WHAT NEEDS TO BE DONE
Copy every one of the rows below word for word, leaving the pictures out of your copy.

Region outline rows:
[start]

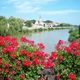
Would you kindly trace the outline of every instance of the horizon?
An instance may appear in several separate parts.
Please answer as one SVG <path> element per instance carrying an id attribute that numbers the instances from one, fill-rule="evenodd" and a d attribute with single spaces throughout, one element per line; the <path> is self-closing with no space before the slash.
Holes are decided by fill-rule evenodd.
<path id="1" fill-rule="evenodd" d="M 80 0 L 0 0 L 0 15 L 79 25 Z"/>

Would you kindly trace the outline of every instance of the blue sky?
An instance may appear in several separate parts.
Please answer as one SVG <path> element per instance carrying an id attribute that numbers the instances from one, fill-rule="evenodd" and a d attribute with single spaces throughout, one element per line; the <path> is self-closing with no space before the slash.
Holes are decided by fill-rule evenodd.
<path id="1" fill-rule="evenodd" d="M 80 24 L 80 0 L 0 0 L 0 15 Z"/>

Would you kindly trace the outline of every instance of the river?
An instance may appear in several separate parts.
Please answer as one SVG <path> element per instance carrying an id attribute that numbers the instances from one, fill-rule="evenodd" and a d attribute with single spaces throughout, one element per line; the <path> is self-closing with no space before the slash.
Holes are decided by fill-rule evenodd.
<path id="1" fill-rule="evenodd" d="M 68 42 L 68 32 L 69 29 L 37 32 L 32 33 L 32 35 L 28 36 L 28 38 L 34 40 L 35 43 L 42 42 L 45 45 L 44 51 L 46 53 L 51 53 L 59 40 Z"/>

[end]

SOLUTION FOR THIS PROBLEM
Would you kindly trace the outline of every instance of the horizon?
An instance may appear in several separate parts.
Please answer as one SVG <path> element per instance carrying an id attribute that numbers the instances from one, fill-rule="evenodd" and a d attribute with single spaces throughout, one element per line; the <path> is self-closing with no space before the slash.
Holes are decided by fill-rule evenodd.
<path id="1" fill-rule="evenodd" d="M 80 0 L 0 0 L 0 15 L 79 25 Z"/>

Would you kindly trace the outline of every instance of the blue sky?
An instance may appear in several separate parts.
Please answer as one SVG <path> element per instance carrying an id attribute that numbers the instances from one, fill-rule="evenodd" and a d attribute with single spaces throughout, one element per line; the <path> is self-closing with no space before the slash.
Holes are decided by fill-rule evenodd.
<path id="1" fill-rule="evenodd" d="M 80 24 L 80 0 L 0 0 L 0 15 Z"/>

Would you kindly trace the outline of every instance of the river?
An instance may appear in several separate parts.
Please answer as one SVG <path> element per instance carrying an id attribute that numbers the instances from one, fill-rule="evenodd" and a d attribute with single spaces throughout, one element per line; the <path> is self-closing with no space before the slash.
Holes are decided by fill-rule evenodd.
<path id="1" fill-rule="evenodd" d="M 68 42 L 68 32 L 69 29 L 37 32 L 32 33 L 32 35 L 28 36 L 28 38 L 34 40 L 35 43 L 42 42 L 45 45 L 44 51 L 46 53 L 51 53 L 59 40 Z"/>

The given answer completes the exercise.